SET OF TASKS:
1. Do these statements agree with the passage on the Fab marketplace? For each, answer yes or no and quote the words of the passage that decide it. (a) The Godot audience is described as large. (b) Fab in 2026 is called the easy-money environment some sellers hoped for. (c) Sellers who embraced the multi-engine scope have captured the value it offers.
2. Could you carry on the passage about the Fab marketplace, starting right after its final sentence?

--- Begin SOURCE EXTRACT ---

We expected the multi-engine expansion to matter less than it has. The Blender, Maya, and Houdini integrations have added significant audience, and the Godot integration has been a pleasant surprise — the Godot audience is small but engaged, and early-to-market Godot content has outperformed our modeling. Sellers who treated Fab as Unreal-Marketplace-with-a-new-name have left money on the table; sellers who embraced the multi-engine scope have captured it.
The Bottom Line
Fab in 2026 is a real marketplace, doing the things a marketplace does. It is not the easy-money environment some sellers hoped for, and it is not the seller-hostile environment others feared. It is competitive, it rewards quality and consistency, and the mechanics are stable enough in 2026 that a seller can build a business on it without constant platform anxiety.

--- End SOURCE EXTRACT ---
--- Begin STORED RECORDS ---

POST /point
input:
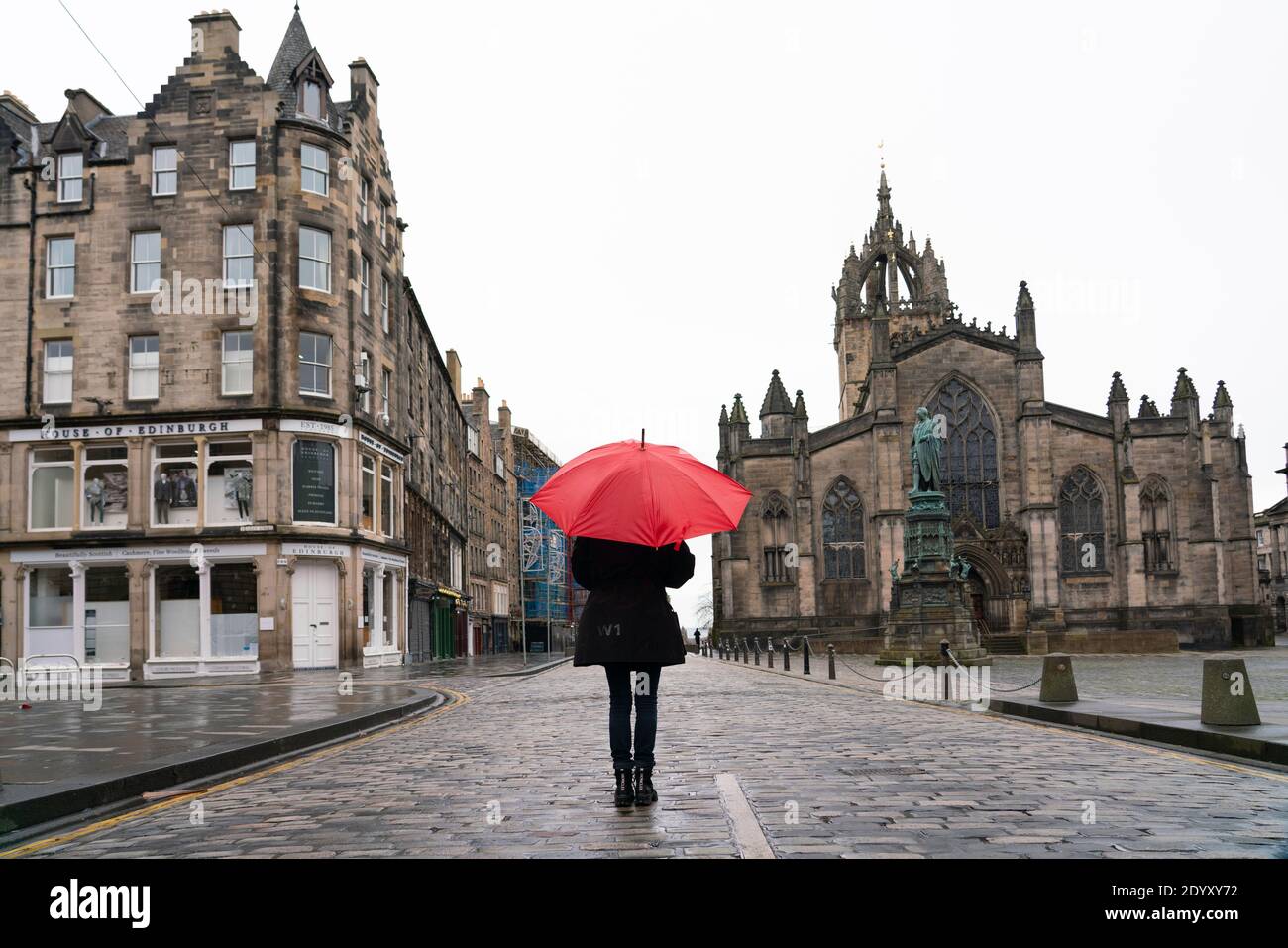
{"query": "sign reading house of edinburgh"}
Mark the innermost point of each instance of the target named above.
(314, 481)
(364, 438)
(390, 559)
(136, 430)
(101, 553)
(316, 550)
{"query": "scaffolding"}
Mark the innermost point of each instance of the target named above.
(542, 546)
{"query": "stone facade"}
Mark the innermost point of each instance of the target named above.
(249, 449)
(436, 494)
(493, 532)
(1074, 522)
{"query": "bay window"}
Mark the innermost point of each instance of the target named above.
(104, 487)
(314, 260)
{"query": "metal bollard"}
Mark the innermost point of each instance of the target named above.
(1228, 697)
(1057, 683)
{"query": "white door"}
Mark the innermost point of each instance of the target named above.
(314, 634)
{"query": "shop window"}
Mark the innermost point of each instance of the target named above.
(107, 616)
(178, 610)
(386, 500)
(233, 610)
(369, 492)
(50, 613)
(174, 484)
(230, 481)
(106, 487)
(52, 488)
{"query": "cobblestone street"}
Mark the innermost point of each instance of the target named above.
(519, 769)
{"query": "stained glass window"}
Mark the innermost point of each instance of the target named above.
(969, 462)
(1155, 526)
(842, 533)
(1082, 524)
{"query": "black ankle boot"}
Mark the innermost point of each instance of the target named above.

--- End STORED RECORDS ---
--- Begin STORED RECORDS ---

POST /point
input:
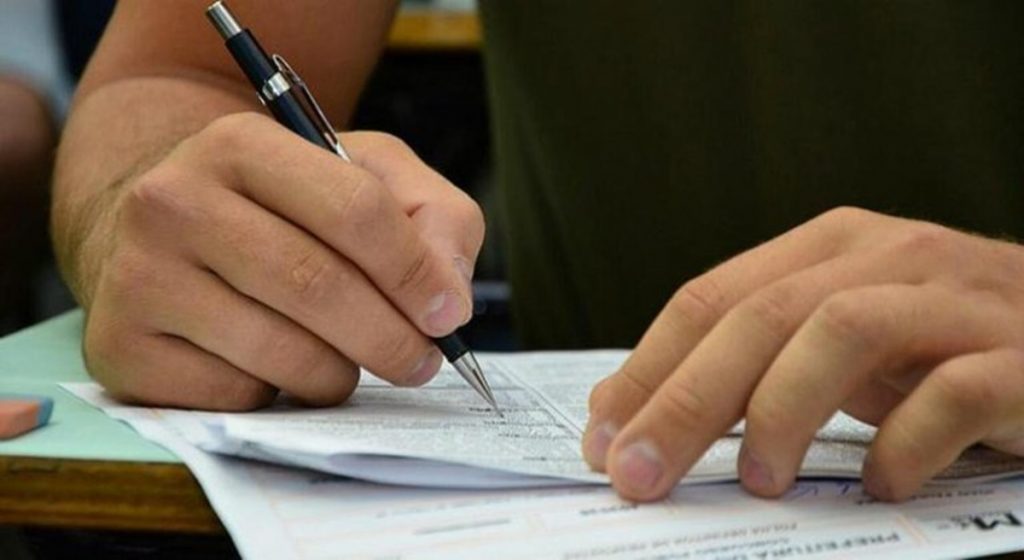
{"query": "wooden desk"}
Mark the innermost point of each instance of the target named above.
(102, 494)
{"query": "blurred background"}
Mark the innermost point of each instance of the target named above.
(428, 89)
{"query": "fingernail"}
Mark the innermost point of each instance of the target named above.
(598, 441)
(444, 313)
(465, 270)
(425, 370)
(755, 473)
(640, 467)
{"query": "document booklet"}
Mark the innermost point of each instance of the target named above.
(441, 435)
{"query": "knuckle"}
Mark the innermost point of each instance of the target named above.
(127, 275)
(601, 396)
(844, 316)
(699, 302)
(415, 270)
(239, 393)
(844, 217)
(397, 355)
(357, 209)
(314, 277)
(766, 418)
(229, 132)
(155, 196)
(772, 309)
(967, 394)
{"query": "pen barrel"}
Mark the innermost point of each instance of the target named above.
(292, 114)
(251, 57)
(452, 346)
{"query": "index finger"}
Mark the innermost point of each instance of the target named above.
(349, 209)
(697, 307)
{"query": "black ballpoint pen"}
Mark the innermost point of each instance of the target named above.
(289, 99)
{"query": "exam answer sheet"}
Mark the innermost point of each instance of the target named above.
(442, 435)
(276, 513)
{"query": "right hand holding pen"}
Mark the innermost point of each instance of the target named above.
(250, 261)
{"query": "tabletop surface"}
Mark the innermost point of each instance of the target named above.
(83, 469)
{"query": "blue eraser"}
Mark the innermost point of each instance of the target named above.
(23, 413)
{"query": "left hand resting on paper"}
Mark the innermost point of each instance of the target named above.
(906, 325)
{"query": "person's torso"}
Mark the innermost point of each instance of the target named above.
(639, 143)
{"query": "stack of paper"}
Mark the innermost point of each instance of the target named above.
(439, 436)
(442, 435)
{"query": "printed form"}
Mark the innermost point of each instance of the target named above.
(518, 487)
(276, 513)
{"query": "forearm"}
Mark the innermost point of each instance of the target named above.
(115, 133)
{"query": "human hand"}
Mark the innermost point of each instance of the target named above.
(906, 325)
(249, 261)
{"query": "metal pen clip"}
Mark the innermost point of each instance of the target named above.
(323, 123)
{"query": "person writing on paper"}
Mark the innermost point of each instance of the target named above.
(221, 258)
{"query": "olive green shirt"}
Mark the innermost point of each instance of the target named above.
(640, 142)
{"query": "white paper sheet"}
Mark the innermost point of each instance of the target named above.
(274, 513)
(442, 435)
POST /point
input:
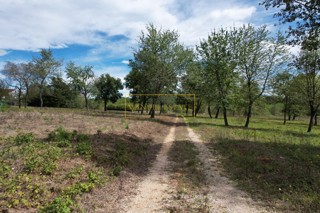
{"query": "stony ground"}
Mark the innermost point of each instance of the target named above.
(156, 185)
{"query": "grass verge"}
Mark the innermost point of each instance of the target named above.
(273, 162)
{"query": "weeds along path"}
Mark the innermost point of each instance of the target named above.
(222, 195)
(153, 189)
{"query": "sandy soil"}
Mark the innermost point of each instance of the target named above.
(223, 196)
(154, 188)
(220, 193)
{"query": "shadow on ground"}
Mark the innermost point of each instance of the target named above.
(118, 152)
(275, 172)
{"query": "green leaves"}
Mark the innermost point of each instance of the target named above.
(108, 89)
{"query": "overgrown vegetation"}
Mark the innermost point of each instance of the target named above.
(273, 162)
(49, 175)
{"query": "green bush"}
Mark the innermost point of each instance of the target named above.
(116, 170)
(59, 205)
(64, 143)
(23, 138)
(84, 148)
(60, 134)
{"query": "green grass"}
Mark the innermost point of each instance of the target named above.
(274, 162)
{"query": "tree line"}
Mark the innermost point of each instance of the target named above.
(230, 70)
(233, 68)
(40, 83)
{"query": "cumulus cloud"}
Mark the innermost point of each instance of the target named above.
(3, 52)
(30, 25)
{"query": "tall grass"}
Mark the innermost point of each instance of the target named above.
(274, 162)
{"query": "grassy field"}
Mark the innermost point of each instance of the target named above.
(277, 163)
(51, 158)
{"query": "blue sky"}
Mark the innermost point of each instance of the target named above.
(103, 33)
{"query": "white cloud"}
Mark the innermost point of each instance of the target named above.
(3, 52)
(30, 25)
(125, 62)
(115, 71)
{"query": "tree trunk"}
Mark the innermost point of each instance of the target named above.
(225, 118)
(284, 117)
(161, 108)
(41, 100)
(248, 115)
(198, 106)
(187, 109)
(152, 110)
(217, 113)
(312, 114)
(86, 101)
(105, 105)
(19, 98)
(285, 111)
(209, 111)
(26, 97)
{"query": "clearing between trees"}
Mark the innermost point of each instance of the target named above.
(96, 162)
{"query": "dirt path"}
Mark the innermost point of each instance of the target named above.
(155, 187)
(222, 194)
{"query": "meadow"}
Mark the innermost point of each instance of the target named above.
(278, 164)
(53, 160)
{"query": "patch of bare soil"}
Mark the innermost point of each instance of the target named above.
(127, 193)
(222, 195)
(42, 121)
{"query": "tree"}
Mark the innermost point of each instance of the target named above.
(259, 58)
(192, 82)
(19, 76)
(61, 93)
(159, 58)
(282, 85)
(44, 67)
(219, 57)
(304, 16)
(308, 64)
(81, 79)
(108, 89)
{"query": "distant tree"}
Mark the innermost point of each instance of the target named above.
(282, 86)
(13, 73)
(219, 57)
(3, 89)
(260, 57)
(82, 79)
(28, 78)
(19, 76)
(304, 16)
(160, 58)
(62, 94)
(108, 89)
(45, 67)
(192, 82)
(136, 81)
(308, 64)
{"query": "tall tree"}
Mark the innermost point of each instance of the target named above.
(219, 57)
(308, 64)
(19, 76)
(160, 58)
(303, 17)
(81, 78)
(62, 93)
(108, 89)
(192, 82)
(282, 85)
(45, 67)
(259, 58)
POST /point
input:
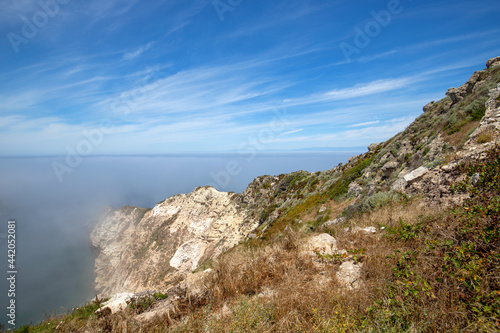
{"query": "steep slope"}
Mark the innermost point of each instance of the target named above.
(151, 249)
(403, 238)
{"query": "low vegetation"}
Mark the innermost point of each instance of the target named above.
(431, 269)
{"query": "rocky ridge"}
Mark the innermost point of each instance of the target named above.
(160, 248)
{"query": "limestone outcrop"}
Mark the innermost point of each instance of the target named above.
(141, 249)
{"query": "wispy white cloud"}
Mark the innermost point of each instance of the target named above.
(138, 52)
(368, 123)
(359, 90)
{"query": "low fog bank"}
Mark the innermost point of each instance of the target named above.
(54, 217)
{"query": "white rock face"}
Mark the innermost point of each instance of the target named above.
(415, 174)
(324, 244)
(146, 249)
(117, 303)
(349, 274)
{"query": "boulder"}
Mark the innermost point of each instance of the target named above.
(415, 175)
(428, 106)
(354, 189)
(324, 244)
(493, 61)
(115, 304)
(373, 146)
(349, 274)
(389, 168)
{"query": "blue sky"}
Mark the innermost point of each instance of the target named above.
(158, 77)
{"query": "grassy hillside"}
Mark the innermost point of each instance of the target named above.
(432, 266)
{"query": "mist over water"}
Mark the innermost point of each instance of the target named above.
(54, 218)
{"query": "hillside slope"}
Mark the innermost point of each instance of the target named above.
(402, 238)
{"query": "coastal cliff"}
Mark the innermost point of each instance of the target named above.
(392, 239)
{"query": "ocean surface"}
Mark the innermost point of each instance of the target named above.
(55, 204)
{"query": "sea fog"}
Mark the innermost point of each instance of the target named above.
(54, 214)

--- End STORED RECORDS ---
--- Begin STORED RECORDS ---

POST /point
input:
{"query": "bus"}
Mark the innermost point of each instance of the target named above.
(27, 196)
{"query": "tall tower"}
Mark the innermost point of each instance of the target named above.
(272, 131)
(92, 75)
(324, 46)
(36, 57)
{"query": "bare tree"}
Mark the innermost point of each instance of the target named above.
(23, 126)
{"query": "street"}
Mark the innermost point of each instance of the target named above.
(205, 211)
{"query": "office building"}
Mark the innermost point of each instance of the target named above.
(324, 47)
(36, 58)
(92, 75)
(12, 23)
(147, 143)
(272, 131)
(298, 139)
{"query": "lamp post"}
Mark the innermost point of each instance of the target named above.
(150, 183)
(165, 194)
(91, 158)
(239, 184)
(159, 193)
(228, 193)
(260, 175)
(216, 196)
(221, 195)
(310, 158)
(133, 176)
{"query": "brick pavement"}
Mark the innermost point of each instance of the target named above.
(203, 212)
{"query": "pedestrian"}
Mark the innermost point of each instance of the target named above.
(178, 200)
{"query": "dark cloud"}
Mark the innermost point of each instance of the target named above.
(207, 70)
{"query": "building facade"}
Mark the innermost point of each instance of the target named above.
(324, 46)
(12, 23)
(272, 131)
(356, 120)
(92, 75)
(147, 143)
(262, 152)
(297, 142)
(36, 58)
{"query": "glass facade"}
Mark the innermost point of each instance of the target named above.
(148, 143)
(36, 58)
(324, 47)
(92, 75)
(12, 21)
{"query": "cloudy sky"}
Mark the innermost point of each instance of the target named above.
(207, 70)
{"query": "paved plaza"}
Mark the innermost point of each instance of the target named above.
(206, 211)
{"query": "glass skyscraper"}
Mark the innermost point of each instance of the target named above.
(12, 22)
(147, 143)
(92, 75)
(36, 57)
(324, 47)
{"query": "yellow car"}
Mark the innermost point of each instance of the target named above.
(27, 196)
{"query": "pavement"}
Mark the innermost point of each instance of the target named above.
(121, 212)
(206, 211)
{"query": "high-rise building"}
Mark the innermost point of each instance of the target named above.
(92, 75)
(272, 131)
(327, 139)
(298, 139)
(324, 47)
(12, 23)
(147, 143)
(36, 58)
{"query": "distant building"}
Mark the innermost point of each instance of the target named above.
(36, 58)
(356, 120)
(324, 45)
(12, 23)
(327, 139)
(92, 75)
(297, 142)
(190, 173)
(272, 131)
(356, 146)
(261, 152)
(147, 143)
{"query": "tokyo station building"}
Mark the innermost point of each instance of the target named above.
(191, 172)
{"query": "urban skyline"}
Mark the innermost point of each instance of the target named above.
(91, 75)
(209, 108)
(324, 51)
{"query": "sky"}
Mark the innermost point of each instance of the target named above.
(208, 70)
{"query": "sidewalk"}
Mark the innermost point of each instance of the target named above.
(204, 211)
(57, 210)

--- End STORED RECORDS ---

EXPECTED RESPONSES:
1.
(a) No: "the Godot audience is small but engaged"
(b) No: "It is not the easy-money environment some sellers hoped for"
(c) Yes: "sellers who embraced the multi-engine scope have captured it."

2.
For sellers considering entering, the answer is: yes, but go in with realistic expectations. The first year will be slower than you want. The second year, if your products are genuinely good and you keep shipping, will be substantially better. The fifth year is where the compounding of catalog size, reviews, and platform reputation becomes obvious — and the sellers who started three or four years ago on the Unreal Marketplace and transitioned to Fab are the ones seeing that compounding now.
For existing sellers, the advice is simpler. Fab has settled. The tooling works. The audience is larger than the old marketplace's. The competition is stiffer. Keep shipping, keep updating, and keep the quality bar high. The platform rewards that pattern, and it has done so consistently for the last twelve months.